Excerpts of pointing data
======
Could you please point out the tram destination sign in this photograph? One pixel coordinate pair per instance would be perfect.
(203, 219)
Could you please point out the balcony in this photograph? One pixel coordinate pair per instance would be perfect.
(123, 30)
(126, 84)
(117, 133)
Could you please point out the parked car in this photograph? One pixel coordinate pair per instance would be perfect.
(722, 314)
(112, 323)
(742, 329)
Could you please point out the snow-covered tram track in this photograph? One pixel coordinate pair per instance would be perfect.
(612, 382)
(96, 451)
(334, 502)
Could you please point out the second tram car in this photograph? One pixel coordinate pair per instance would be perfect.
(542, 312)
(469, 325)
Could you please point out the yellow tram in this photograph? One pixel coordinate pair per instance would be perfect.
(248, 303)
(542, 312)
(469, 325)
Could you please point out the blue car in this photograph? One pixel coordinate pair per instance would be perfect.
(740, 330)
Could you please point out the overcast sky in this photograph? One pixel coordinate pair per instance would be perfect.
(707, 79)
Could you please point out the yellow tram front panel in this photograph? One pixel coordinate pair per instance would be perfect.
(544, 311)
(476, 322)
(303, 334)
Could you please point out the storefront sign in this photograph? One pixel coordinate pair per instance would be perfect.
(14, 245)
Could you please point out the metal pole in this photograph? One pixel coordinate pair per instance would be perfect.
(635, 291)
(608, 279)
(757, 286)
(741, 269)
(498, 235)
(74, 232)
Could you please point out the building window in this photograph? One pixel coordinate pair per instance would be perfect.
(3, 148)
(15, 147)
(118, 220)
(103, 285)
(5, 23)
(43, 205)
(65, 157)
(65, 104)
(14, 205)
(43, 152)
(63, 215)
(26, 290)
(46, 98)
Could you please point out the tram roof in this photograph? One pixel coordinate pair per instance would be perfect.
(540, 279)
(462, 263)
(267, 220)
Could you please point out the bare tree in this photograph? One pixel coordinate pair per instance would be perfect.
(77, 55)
======
WHAT NEEDS TO BE DONE: Retype every line of the records above word for word, keeping each coordinate pair unchanged.

OUTPUT:
Could you please point out the tram destination sign in this photograph? One pixel coordinate pair per instance would be perfect.
(203, 219)
Could you please point out the balcony in this photograph? One pixel coordinate pair per instance would be perfect.
(123, 30)
(126, 84)
(117, 133)
Could you please point out the parked car in this photograph? One pixel coordinate pair per instance would be perfect.
(722, 314)
(112, 323)
(742, 329)
Could you please point out the snow-covered tram track in this photograph? One pixel coordinate pair per instance would be perfect.
(612, 382)
(96, 451)
(334, 502)
Could you please point out the second tram car in this photograph? One pixel coordinate pair per instance would be perfect.
(542, 312)
(469, 325)
Could you please point out the yellow tram in this photograph? One pixel coordinate pair per instance would be perfect.
(248, 303)
(542, 312)
(469, 325)
Could you please point out the blue car in this photograph? One pixel coordinate pair per instance would be perfect.
(740, 330)
Could you please point out the overcast sky in this photograph? One pixel coordinate pair per instance would be perfect.
(707, 79)
Could you please point out the yellow tram front panel in this photograph? One pixel coordinate pair per instance would be perfect.
(544, 311)
(476, 322)
(303, 334)
Could you please point out the storefront sign in this photograph? One pixel coordinate pair per instance would be perfect.
(14, 245)
Could you please point out the metal pole in this photograph? One pixel coordinate pair per instance would be perfect.
(635, 291)
(608, 279)
(757, 286)
(741, 269)
(498, 235)
(74, 232)
Could you please point out the building window in this photograph? One pixel coordinate pair per instance would be perfect.
(3, 148)
(15, 147)
(118, 220)
(103, 285)
(5, 23)
(43, 205)
(65, 157)
(65, 104)
(14, 205)
(43, 152)
(63, 215)
(26, 290)
(46, 98)
Could you please point out the tram roof in this photograph? One pixel coordinate pair per instance would be perfect.
(540, 279)
(462, 263)
(267, 220)
Could you please point out the bare tree in this photograph? One pixel coordinate pair per instance would be perfect.
(77, 55)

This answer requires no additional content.